> **Written exercise**
Please retype the records below line for line, with no changes.

-- start of Supplied material --

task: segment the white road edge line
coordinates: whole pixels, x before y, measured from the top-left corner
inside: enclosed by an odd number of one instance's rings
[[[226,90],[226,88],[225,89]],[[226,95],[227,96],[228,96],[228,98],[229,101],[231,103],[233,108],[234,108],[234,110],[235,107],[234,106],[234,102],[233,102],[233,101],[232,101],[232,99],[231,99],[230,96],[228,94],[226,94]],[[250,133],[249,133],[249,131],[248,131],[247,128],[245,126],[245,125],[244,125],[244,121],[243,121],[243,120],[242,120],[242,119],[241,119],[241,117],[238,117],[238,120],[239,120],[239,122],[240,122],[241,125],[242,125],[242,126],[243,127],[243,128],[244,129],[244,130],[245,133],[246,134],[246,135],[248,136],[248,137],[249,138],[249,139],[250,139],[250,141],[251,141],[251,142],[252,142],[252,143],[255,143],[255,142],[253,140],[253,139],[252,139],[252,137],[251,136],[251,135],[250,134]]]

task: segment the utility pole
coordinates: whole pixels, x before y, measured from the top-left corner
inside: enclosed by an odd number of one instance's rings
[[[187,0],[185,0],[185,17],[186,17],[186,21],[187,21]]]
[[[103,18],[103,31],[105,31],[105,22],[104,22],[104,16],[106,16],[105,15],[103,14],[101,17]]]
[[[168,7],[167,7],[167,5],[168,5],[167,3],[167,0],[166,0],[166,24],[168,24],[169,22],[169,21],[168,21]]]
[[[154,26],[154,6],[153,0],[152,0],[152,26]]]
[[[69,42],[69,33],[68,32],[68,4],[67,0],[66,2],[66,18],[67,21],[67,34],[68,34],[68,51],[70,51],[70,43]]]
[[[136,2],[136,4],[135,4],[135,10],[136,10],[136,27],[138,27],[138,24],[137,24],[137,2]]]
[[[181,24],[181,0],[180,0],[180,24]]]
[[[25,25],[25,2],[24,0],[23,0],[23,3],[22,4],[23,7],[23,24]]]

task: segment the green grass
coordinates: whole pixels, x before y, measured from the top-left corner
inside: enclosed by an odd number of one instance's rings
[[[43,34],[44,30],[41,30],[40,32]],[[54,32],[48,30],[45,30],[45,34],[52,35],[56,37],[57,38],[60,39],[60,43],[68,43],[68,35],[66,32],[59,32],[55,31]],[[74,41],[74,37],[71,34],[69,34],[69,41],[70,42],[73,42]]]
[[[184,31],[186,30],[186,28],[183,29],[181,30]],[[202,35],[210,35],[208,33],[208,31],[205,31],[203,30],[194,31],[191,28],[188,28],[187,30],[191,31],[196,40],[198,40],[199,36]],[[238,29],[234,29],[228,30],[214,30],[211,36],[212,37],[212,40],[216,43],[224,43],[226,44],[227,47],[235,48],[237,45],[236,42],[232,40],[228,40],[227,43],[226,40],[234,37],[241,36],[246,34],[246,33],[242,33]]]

-- end of Supplied material --

> **Answer for this exercise**
task: segment the white road edge line
coordinates: whole pixels, x before y, measured from the top-left corner
inside: enclosed by an odd number of one instance's rings
[[[226,90],[226,88],[225,89]],[[226,95],[227,96],[228,96],[228,98],[229,101],[231,103],[233,108],[234,108],[234,110],[235,107],[234,106],[234,102],[233,102],[233,101],[232,101],[232,99],[231,99],[230,96],[228,94],[226,94]],[[250,133],[249,133],[249,131],[248,131],[247,128],[245,126],[245,125],[244,125],[244,121],[243,121],[243,120],[242,120],[242,119],[241,119],[241,117],[238,117],[238,120],[239,120],[239,122],[240,122],[241,125],[242,125],[242,126],[243,127],[243,128],[244,129],[244,130],[245,133],[246,134],[246,135],[248,136],[248,137],[249,138],[249,139],[250,139],[250,141],[251,141],[251,142],[252,142],[252,143],[255,143],[255,142],[253,140],[253,139],[252,139],[252,137],[251,136],[251,135],[250,134]]]

task: segment the utility pole
coordinates: whole pixels, x before y, measured from the top-left corner
inside: enclosed by an odd number of one instance's rings
[[[187,0],[185,0],[185,17],[186,17],[186,21],[187,21]]]
[[[103,18],[103,31],[105,31],[105,22],[104,22],[104,16],[106,16],[105,15],[103,14],[101,17]]]
[[[168,7],[167,7],[167,5],[168,5],[167,3],[167,0],[166,0],[166,24],[168,24],[169,22],[169,21],[168,21]]]
[[[154,26],[154,6],[153,0],[152,0],[152,26]]]
[[[69,42],[69,33],[68,32],[68,4],[67,0],[66,2],[66,18],[67,21],[67,34],[68,34],[68,51],[70,51],[70,43]]]
[[[136,2],[136,4],[135,4],[135,10],[136,10],[136,27],[138,27],[138,24],[137,24],[137,2]]]
[[[181,24],[181,0],[180,0],[180,24]]]
[[[25,25],[25,2],[24,0],[23,0],[23,3],[22,4],[23,7],[23,24]]]

task: segment the green grass
coordinates: whole pixels, x before y, measured from the top-left corner
inside: enclosed by an odd number of one instance's rings
[[[43,34],[44,30],[41,30],[40,32]],[[54,32],[48,30],[45,30],[45,34],[52,35],[56,37],[57,38],[60,39],[60,43],[68,43],[68,35],[66,32],[59,32],[55,31]],[[74,41],[74,37],[71,34],[69,34],[69,41],[70,42],[73,42]]]
[[[184,31],[186,30],[186,28],[183,29],[181,30]],[[202,35],[210,35],[208,33],[208,31],[205,31],[203,30],[194,31],[191,28],[188,28],[187,30],[191,31],[196,40],[198,40],[199,36]],[[238,29],[234,29],[228,30],[214,30],[211,36],[212,37],[212,40],[216,43],[224,43],[226,44],[227,47],[235,48],[237,45],[236,42],[232,40],[228,40],[227,43],[226,40],[234,37],[241,36],[246,34],[246,33],[242,33]]]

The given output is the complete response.